Records contained in a dataset:
·····
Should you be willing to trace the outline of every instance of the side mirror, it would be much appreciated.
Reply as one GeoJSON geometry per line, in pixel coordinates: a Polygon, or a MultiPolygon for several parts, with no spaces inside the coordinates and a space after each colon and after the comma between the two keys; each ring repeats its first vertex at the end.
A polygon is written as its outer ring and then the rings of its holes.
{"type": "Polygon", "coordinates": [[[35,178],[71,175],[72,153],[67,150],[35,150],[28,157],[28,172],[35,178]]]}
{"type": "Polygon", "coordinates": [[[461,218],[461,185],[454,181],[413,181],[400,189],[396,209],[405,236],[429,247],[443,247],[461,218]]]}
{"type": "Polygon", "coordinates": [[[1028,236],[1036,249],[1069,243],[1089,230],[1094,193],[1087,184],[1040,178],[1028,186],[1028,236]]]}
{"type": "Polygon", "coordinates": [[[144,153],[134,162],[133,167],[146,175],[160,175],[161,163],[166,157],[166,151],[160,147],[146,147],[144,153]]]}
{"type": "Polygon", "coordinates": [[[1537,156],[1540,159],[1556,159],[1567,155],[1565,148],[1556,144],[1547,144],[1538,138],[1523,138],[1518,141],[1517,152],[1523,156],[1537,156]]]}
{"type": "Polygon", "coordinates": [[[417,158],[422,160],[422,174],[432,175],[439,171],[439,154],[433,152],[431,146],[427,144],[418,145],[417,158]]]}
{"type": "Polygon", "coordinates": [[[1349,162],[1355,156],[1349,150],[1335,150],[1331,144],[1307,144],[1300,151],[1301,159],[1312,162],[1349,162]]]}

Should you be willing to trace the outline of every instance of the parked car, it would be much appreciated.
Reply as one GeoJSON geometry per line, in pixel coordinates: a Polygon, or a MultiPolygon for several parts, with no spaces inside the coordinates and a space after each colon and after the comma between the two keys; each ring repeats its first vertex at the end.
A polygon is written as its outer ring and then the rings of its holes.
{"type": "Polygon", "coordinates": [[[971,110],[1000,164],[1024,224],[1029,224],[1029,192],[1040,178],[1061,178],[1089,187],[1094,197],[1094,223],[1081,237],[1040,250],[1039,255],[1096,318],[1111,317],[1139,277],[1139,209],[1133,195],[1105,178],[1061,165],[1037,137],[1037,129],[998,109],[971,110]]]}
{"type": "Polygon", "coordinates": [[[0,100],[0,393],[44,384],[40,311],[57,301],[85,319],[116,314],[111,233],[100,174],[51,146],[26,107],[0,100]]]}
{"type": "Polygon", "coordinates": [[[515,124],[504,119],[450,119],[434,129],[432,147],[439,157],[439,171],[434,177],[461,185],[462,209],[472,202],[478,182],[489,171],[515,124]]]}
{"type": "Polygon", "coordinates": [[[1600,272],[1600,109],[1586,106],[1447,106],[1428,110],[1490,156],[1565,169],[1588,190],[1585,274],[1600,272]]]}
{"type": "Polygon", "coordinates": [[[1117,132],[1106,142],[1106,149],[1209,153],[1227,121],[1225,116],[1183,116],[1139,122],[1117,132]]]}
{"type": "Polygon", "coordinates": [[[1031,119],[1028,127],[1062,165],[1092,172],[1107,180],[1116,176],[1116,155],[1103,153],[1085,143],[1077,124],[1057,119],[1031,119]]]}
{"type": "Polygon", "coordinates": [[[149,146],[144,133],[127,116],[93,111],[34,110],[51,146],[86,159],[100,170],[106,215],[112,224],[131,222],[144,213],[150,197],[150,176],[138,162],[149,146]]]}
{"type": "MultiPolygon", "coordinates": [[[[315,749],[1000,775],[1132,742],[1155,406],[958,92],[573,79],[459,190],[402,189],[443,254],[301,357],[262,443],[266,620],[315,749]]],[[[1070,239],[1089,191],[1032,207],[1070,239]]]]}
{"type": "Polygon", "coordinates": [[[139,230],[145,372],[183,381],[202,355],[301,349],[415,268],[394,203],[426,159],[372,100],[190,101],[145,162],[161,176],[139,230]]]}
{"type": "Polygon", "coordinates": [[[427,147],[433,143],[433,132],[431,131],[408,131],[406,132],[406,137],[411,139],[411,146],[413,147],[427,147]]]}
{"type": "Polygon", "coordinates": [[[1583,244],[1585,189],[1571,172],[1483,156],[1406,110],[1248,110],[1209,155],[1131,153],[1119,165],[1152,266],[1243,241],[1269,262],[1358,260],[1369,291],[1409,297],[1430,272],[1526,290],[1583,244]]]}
·····
## What is required
A word-for-word transcription of the data above is required.

## Task answer
Should you be willing to trace the outline of every instance of the side mirror, it would be much appreciated.
Reply as one GeoJSON geometry per line, in pixel coordinates: a Polygon, or a MultiPolygon for several parts, with no spaces inside the coordinates and a space after each colon and after the comma between the two keys; each ring repeats its first vertex at the end.
A polygon is written as its outer ring and then the rings of its holes.
{"type": "Polygon", "coordinates": [[[35,178],[71,175],[72,153],[67,150],[35,150],[28,157],[28,172],[35,178]]]}
{"type": "Polygon", "coordinates": [[[461,218],[461,185],[454,181],[413,181],[400,189],[396,209],[405,236],[429,247],[443,247],[461,218]]]}
{"type": "Polygon", "coordinates": [[[1028,236],[1036,249],[1069,243],[1089,230],[1094,193],[1087,184],[1040,178],[1028,186],[1028,236]]]}
{"type": "Polygon", "coordinates": [[[144,153],[134,162],[133,167],[146,175],[160,175],[161,163],[166,157],[166,151],[160,147],[146,147],[144,153]]]}
{"type": "Polygon", "coordinates": [[[1537,156],[1540,159],[1556,159],[1567,155],[1565,148],[1556,144],[1547,144],[1538,138],[1523,138],[1518,141],[1517,152],[1523,156],[1537,156]]]}
{"type": "Polygon", "coordinates": [[[417,158],[422,160],[422,174],[432,175],[439,171],[439,154],[433,152],[431,146],[427,144],[418,145],[417,158]]]}
{"type": "Polygon", "coordinates": [[[1349,162],[1355,156],[1349,150],[1335,150],[1331,144],[1307,144],[1300,151],[1301,159],[1312,162],[1349,162]]]}

Should you be willing to trace the outline of every instance of the parked car, it would be much appreciated.
Reply as one GeoJSON geometry per line, in pixel coordinates: a Polygon, or a MultiPolygon for several parts, with no spaces inside the coordinates and a space after each colon and after the comma between the two keys; each ring repeats its first vertex at the end.
A polygon is written as its outer ring and then the rings of its holes.
{"type": "Polygon", "coordinates": [[[971,110],[1000,164],[1024,224],[1029,224],[1029,192],[1040,178],[1061,178],[1089,187],[1094,197],[1094,223],[1081,237],[1040,250],[1039,255],[1096,318],[1111,317],[1139,277],[1139,209],[1133,195],[1105,178],[1061,165],[1037,137],[1037,129],[998,109],[971,110]]]}
{"type": "Polygon", "coordinates": [[[0,100],[0,393],[44,384],[40,311],[57,301],[85,319],[116,314],[111,233],[100,174],[51,146],[26,107],[0,100]]]}
{"type": "Polygon", "coordinates": [[[515,124],[504,119],[450,119],[434,129],[432,147],[439,157],[439,171],[434,177],[461,185],[462,209],[472,202],[478,182],[489,171],[515,124]]]}
{"type": "Polygon", "coordinates": [[[1600,272],[1600,109],[1586,106],[1447,106],[1428,110],[1490,156],[1565,169],[1588,190],[1585,274],[1600,272]]]}
{"type": "Polygon", "coordinates": [[[1117,132],[1106,142],[1106,149],[1209,153],[1227,121],[1225,116],[1183,116],[1139,122],[1117,132]]]}
{"type": "Polygon", "coordinates": [[[1031,119],[1028,127],[1062,165],[1092,172],[1107,180],[1116,176],[1116,155],[1103,153],[1085,143],[1077,124],[1057,119],[1031,119]]]}
{"type": "Polygon", "coordinates": [[[149,146],[144,133],[127,116],[93,111],[34,110],[51,146],[86,159],[100,170],[106,215],[112,224],[131,222],[144,213],[150,197],[150,176],[138,162],[149,146]]]}
{"type": "MultiPolygon", "coordinates": [[[[315,749],[1000,775],[1132,742],[1155,406],[958,92],[573,79],[459,190],[402,189],[443,254],[301,357],[262,443],[266,620],[315,749]]],[[[1070,239],[1089,191],[1032,207],[1070,239]]]]}
{"type": "Polygon", "coordinates": [[[139,230],[145,372],[183,381],[202,355],[301,349],[415,268],[394,203],[426,159],[372,100],[190,101],[145,162],[161,176],[139,230]]]}
{"type": "Polygon", "coordinates": [[[427,147],[433,143],[433,132],[431,131],[408,131],[406,132],[406,137],[411,139],[411,146],[413,147],[427,147]]]}
{"type": "Polygon", "coordinates": [[[1583,244],[1585,189],[1571,172],[1483,156],[1406,110],[1248,110],[1209,155],[1131,153],[1119,165],[1152,266],[1243,241],[1269,262],[1358,260],[1369,291],[1409,297],[1430,272],[1526,290],[1583,244]]]}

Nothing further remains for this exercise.